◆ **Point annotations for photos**
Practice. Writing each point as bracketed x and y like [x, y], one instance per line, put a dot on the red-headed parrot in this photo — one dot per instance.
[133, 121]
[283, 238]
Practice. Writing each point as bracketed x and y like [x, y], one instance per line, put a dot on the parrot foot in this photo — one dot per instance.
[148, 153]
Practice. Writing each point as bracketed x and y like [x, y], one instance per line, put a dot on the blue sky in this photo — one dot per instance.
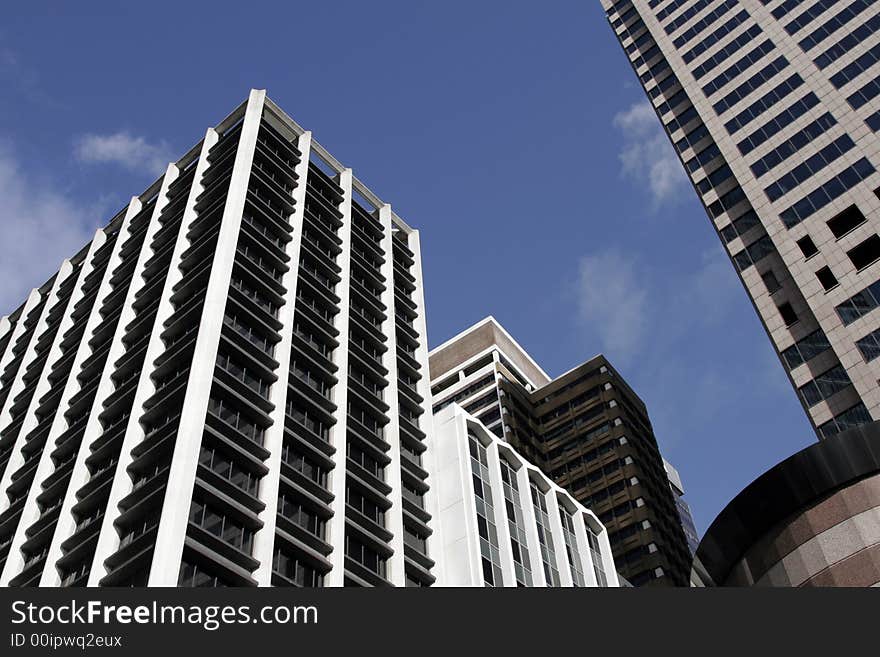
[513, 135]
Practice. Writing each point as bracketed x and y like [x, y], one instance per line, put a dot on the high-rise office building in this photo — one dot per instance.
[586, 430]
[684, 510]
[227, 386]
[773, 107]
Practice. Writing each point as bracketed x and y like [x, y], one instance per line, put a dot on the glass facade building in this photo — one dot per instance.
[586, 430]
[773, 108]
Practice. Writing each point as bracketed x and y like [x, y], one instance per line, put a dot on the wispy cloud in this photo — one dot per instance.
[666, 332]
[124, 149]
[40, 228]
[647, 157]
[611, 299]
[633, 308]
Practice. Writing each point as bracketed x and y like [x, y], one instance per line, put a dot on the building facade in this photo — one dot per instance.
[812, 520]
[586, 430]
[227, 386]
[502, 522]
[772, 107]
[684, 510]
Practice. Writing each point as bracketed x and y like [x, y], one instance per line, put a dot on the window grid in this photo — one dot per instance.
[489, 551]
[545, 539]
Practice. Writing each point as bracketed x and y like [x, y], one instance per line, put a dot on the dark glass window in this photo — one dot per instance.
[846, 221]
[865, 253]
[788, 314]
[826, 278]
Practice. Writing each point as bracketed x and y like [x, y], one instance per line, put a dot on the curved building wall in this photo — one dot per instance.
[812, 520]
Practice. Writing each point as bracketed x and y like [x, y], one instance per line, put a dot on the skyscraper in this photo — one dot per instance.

◆ **TO DO**
The records above must be printed exactly; the pictures stay out.

◆ **ANSWER TO THE PROBLEM**
Practice. Writing each point as bracketed x and y like [x, y], one instance per line, put a dot on the red-headed parrot in this photo — one dot per instance.
[133, 121]
[283, 238]
Practice. Writing each point as bracketed x and y like [x, y], one instance per line, put a dot on the parrot foot in this photo — one dot per instance.
[148, 153]
Practice. Writing each point as bracketed x and y like [x, y], one instance per line, put a dot on the blue sky in this photo — one dot per instance.
[513, 135]
Practice. Writing each point as bracketed x and y like [x, y], one instance per line, put a dot on the high-rise office building in this photo — one dot per instance.
[586, 430]
[684, 510]
[227, 386]
[773, 107]
Practice. Writing each point as bracketed x and y like [x, y], one instance per line, put a dot on the glass facade building in this photo — one dot per instance.
[586, 430]
[773, 108]
Practice. Writing each point as bracketed x and y like [x, y], one instance per line, put a dot on the wispy cloud in this photo — one dot per instance.
[666, 332]
[124, 149]
[40, 228]
[647, 157]
[611, 299]
[633, 308]
Practice. Writing each point as bracketed x and y like [x, y], one instance per line, put a dot on the building facade in this photo — one dot per instance.
[812, 520]
[586, 430]
[227, 386]
[502, 522]
[772, 107]
[684, 510]
Practice. Writing each point as bracketed x and y like [x, y], one instance per line, put a dot on the window grid in this photo — one dot per instance.
[489, 551]
[545, 539]
Practice. Writing each point as bracketed x and y like [x, y], one instance per line, put a dot on the dark glass window in this photo — one dot per instance.
[846, 221]
[865, 253]
[788, 314]
[826, 278]
Practice. Writing each point as bracketed x and y like [x, y], one instance per line, put a dot on the curved building wall in this photo — one dot per instance.
[812, 520]
Practice. Writing each point as bracketed x and y like [x, y], one instance per line, put a dot on the skyscraper in this photo — one dot per instance.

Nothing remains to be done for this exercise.